Retype the stretch from "But do they" through "relative cost differences." of the piece on NHS Foundation Trusts below, matching every word and punctuation mark.

Selected extract:
○ ○ ○

Have the greater freedoms given to Foundation Trusts in the NHS made any difference to their performance? Hot on the heels of the Wanless Report, the University of York’s Centre for Health Economics has set out to answer that $64,000 question in a fascinating policy document published on 25th September.

One of the Government’s flagship ‘big ideas’ Foundation Trusts have been being phased into the English NHS since 2004. The Department of Health predicts that there will be about 170 acute and specialist hospitals with Foundation Trust status by the end of 2008.

According to the Department’ enthusiastic prose ‘The introduction of NHS Foundation Trusts represents a profound change in the history of the NHS and the way in which hospital services are managed and provided.’

But do they really do what it says on the tin?

In the latest issue of Health Policy Matters (13), the Centre for Health Economics compared the financial performance of Foundation Trusts and non-Foundation Trusts. It analysed performance before and after the creation of Foundation Hospitals in respect of their retained surpluses and their relative cost differences.

○ ○ ○

Data:
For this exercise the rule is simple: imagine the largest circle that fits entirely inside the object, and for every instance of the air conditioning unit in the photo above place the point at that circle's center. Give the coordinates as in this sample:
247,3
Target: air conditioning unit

○ ○ ○

The completed task:
But do they really do what it says on the tin?

In the latest issue of Health Policy Matters (13), the Centre for Health Economics compared the financial performance of Foundation Trusts and non-Foundation Trusts. It analysed performance before and after the creation of Foundation Hospitals in respect of their retained surpluses and their relative cost differences.